Rewrite all of the material below, putting "locate" wherever "detect" appears and changing nothing else. Leave the pictures out of your answer.
--- BEGIN Records supplied ---
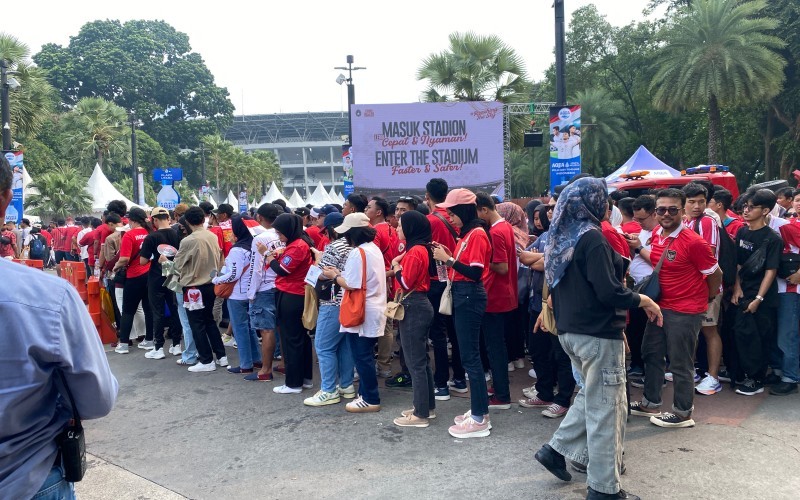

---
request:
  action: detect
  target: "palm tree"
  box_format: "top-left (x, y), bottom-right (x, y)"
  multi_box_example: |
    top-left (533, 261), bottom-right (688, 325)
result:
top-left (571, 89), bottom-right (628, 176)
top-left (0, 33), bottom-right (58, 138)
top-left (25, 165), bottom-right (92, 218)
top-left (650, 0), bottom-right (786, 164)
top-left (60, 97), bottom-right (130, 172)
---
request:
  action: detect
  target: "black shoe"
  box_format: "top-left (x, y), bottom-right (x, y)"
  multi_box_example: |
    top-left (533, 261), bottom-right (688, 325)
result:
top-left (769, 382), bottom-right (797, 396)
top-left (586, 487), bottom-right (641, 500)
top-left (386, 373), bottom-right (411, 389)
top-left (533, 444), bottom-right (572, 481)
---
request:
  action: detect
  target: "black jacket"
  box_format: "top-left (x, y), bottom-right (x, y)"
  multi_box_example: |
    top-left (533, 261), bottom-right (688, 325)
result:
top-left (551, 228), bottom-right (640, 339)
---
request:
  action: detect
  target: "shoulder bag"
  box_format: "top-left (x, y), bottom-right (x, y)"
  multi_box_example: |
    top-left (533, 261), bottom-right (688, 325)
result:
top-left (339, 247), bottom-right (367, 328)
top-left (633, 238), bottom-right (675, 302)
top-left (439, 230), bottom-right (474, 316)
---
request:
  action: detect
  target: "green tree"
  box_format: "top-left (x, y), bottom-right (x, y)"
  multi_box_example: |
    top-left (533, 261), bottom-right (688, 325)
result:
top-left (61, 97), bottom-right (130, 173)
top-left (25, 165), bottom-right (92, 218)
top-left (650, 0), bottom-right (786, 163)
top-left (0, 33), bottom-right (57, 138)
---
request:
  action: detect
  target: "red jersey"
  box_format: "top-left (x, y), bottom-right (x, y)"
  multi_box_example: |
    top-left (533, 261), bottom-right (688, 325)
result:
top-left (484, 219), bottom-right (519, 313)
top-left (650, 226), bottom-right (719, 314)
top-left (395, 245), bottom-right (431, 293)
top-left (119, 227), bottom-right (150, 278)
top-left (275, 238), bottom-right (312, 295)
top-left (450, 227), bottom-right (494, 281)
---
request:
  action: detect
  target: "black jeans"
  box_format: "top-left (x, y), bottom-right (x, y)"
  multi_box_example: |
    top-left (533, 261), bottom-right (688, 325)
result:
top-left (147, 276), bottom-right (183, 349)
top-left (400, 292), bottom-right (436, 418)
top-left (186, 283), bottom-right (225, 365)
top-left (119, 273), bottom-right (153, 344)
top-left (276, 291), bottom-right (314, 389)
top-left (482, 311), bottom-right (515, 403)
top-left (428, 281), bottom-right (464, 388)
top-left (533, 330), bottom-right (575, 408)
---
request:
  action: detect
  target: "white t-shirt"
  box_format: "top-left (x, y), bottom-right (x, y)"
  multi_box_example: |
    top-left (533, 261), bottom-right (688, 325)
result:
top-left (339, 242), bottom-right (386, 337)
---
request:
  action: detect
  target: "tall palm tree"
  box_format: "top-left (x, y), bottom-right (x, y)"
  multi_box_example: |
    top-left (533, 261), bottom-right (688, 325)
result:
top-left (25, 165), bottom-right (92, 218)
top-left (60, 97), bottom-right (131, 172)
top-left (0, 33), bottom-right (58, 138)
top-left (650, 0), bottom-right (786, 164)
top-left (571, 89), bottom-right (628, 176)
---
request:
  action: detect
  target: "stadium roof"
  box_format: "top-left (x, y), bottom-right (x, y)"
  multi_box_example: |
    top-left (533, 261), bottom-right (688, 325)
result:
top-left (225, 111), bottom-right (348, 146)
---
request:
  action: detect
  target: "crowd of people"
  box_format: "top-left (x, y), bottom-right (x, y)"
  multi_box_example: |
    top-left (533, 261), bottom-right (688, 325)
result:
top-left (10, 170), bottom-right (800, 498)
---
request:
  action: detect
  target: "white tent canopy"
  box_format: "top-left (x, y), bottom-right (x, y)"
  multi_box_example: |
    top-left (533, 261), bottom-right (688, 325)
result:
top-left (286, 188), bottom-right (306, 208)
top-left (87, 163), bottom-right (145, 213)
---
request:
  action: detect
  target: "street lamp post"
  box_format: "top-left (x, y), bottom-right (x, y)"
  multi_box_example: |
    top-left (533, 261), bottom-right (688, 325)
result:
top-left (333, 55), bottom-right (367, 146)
--- END Records supplied ---
> _Solution to this problem_:
---
request:
  action: locate
  target: "palm tree"
  box_format: "top-left (x, y), bottom-right (x, y)"
  multi_box_example: |
    top-left (533, 261), bottom-right (688, 325)
result:
top-left (571, 89), bottom-right (628, 176)
top-left (0, 33), bottom-right (58, 138)
top-left (25, 165), bottom-right (92, 218)
top-left (650, 0), bottom-right (786, 164)
top-left (60, 97), bottom-right (130, 172)
---
request:
  action: locate
  target: "black shoe"
  box_format: "top-left (x, y), bottom-right (x, y)"
  multi_box_example: |
    top-left (533, 261), bottom-right (688, 325)
result:
top-left (769, 382), bottom-right (797, 396)
top-left (586, 487), bottom-right (641, 500)
top-left (386, 373), bottom-right (411, 389)
top-left (533, 444), bottom-right (572, 481)
---
request:
  action: locate
  target: "black jacket"
  box_format: "top-left (x, y), bottom-right (x, y)"
  multi_box_example: |
    top-left (533, 261), bottom-right (688, 325)
result:
top-left (551, 228), bottom-right (640, 339)
---
request:
  action: locate
  target: "shoulder bag"
  box_format: "top-left (x, y), bottom-right (x, y)"
  multi_box_example: |
    top-left (533, 261), bottom-right (688, 325)
result:
top-left (339, 247), bottom-right (367, 328)
top-left (633, 238), bottom-right (675, 302)
top-left (439, 230), bottom-right (474, 316)
---
request:
  action: locate
  target: "green tree"
  box_format: "top-left (x, y), bottom-right (x, y)"
  multi_box_example: |
    top-left (533, 261), bottom-right (688, 325)
result:
top-left (61, 97), bottom-right (130, 173)
top-left (25, 165), bottom-right (92, 218)
top-left (650, 0), bottom-right (786, 163)
top-left (0, 33), bottom-right (57, 138)
---
request:
  action: locate
  target: "red jersey"
  box_format: "top-left (x, y), bottom-right (x, y)"
  multi_box_example: |
    top-left (533, 261), bottom-right (688, 325)
result:
top-left (484, 219), bottom-right (519, 313)
top-left (650, 226), bottom-right (719, 314)
top-left (395, 245), bottom-right (431, 293)
top-left (119, 227), bottom-right (150, 278)
top-left (275, 238), bottom-right (312, 295)
top-left (450, 227), bottom-right (494, 281)
---
request:
  action: locate
  target: "black jeans"
  box_format: "top-left (x, y), bottom-right (x, y)"
  multi_box_example: |
    top-left (533, 261), bottom-right (688, 325)
result:
top-left (147, 276), bottom-right (183, 349)
top-left (400, 292), bottom-right (436, 418)
top-left (186, 283), bottom-right (225, 365)
top-left (119, 273), bottom-right (153, 344)
top-left (276, 291), bottom-right (314, 389)
top-left (482, 311), bottom-right (515, 403)
top-left (428, 281), bottom-right (464, 388)
top-left (533, 330), bottom-right (575, 408)
---
request:
  action: locate
  target: "white t-shirt"
  box_format: "top-left (x, y), bottom-right (x, y)"
  multi_box_example: |
    top-left (533, 261), bottom-right (688, 325)
result:
top-left (339, 242), bottom-right (386, 337)
---
request:
  action: locate
  target: "tall palm tree"
  box_format: "top-left (x, y), bottom-right (x, y)"
  multi_box_example: |
    top-left (533, 261), bottom-right (688, 325)
result:
top-left (25, 165), bottom-right (92, 218)
top-left (60, 97), bottom-right (131, 172)
top-left (0, 33), bottom-right (58, 138)
top-left (650, 0), bottom-right (786, 164)
top-left (571, 89), bottom-right (628, 176)
---
request:
  action: locate
  target: "stadium roof"
  box_format: "top-left (x, y), bottom-right (x, y)"
  multi_box_example: |
    top-left (533, 261), bottom-right (688, 325)
result:
top-left (225, 111), bottom-right (348, 146)
---
request:
  action: locate
  target: "crowd of people"
  box_format: "top-left (x, y), bottom-right (x, y)"
  multi_box_example: |
    top-left (533, 261), bottom-right (688, 325)
result:
top-left (10, 170), bottom-right (800, 498)
---
request:
  action: locate
  target: "white tent canopy"
  box_format: "top-left (x, y), bottom-right (x, y)"
  multi_box_example: |
    top-left (533, 261), bottom-right (688, 325)
result:
top-left (286, 188), bottom-right (306, 208)
top-left (87, 163), bottom-right (145, 213)
---
request:
  action: locate
  target: "street lamp post"
  box_format: "top-left (x, y), bottom-right (x, y)"
  multi_box_example: |
    top-left (533, 261), bottom-right (688, 325)
result:
top-left (333, 55), bottom-right (367, 146)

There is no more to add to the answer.